== Task to carry out ==
From the items below, reproduce word for word the lines running from the line containing "Objective — one point per instance of the black-framed" through the line containing "[[319, 421], [168, 376], [477, 319]]", both included.

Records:
»»

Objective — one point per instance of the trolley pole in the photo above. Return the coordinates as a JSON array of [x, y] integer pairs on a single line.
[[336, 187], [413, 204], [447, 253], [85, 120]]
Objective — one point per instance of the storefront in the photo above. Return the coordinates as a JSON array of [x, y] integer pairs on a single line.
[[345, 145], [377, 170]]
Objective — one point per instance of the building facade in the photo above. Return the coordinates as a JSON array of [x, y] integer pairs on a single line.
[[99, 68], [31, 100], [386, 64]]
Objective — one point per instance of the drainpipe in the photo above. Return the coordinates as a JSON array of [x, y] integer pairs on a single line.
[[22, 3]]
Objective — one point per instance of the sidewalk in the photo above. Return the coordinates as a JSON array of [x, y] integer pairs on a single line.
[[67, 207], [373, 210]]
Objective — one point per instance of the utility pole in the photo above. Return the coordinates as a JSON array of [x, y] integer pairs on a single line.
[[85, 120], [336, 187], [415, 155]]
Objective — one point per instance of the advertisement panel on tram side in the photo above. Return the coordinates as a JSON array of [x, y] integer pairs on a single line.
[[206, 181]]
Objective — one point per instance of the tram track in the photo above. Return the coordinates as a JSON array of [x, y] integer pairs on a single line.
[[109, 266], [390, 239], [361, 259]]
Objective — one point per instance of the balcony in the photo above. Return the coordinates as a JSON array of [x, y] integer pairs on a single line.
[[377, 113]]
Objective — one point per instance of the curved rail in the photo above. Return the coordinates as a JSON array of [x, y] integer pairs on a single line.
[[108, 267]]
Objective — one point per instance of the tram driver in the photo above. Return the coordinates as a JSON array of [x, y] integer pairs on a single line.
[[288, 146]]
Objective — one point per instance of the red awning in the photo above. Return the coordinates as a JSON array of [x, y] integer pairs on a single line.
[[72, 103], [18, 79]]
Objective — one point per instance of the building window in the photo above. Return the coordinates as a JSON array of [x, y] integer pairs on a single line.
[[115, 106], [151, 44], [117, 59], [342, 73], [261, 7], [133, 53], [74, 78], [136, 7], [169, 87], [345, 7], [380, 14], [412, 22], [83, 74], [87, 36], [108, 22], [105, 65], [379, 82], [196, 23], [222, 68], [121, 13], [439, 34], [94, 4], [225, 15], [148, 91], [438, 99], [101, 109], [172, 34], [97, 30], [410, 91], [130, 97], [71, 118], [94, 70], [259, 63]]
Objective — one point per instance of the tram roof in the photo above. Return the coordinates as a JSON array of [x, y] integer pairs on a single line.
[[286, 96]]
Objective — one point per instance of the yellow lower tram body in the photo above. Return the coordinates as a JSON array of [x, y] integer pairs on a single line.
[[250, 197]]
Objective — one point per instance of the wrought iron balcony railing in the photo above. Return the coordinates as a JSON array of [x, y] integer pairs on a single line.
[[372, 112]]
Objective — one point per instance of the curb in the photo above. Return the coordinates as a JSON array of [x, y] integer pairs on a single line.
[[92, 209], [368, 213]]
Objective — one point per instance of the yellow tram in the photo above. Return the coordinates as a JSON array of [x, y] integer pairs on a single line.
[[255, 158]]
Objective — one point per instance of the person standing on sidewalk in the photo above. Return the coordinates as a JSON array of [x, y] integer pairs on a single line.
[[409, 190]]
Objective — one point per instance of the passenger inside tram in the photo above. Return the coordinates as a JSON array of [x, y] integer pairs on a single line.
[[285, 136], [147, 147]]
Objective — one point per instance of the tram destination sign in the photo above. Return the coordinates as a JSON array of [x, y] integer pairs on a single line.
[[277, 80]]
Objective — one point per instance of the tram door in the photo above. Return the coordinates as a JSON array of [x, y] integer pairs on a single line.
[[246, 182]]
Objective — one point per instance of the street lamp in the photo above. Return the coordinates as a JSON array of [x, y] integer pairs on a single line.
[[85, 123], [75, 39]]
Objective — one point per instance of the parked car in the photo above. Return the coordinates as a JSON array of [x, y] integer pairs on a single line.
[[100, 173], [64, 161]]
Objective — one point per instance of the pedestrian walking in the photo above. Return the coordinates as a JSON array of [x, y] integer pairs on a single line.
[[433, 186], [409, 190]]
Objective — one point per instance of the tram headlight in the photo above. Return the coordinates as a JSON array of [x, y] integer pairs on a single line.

««
»»

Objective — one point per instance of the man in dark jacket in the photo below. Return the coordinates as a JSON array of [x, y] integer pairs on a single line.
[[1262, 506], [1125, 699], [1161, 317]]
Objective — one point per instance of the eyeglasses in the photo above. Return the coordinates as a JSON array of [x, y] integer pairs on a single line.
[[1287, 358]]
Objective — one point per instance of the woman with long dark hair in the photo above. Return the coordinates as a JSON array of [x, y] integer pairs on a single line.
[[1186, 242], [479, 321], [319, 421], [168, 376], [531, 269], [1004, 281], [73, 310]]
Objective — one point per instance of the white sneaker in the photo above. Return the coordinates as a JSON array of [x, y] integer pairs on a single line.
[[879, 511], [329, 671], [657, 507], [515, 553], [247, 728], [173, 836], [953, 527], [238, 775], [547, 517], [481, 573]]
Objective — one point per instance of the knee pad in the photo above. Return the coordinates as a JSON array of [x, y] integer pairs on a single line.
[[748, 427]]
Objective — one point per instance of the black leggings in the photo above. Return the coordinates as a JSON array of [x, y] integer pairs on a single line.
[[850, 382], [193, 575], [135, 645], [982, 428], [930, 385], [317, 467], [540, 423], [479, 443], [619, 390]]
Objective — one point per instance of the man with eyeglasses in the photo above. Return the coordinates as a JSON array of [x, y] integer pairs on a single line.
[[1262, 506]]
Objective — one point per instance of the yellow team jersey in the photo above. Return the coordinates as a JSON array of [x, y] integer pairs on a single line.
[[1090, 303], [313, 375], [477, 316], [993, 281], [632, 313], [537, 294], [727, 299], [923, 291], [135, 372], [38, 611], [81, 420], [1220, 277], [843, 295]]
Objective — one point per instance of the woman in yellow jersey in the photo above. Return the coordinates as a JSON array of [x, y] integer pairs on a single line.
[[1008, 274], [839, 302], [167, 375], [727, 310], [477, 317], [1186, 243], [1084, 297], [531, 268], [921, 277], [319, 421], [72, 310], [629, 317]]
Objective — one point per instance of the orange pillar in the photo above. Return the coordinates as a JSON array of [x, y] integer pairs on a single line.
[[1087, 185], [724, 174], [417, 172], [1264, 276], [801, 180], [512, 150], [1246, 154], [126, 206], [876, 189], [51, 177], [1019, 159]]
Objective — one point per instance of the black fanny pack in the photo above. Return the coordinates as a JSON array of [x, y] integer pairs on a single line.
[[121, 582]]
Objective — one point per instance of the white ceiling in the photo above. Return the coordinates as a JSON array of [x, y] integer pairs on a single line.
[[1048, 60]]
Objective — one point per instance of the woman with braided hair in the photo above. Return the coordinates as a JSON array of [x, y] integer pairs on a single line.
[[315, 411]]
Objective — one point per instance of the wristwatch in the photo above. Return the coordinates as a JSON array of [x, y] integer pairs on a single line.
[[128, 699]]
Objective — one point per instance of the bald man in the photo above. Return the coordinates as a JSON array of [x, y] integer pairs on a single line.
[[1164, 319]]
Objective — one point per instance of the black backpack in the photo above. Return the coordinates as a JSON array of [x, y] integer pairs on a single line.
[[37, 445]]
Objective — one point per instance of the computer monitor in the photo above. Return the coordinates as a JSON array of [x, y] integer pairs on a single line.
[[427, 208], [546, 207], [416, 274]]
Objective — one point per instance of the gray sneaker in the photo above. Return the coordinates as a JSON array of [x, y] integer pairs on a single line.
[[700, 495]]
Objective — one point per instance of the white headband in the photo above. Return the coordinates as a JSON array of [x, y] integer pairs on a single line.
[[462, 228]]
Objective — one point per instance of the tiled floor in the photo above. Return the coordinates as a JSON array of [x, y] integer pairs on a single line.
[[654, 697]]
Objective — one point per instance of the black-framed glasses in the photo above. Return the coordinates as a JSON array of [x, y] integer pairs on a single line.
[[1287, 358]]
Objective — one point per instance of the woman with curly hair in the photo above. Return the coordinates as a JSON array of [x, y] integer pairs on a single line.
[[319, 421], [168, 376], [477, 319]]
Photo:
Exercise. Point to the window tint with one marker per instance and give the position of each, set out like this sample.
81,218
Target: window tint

««

== Task output ==
Objective — one point per instance of the black-framed glasses in the photo above. Return the coordinates as a JSON array of [x, y] integer pairs on a single line.
[[1287, 358]]
Objective — one point per instance of the woman with curly hair in the photo above. Return the coordinates as a JSON array of [x, y] integer pairs on a single line.
[[319, 421], [168, 376], [477, 319]]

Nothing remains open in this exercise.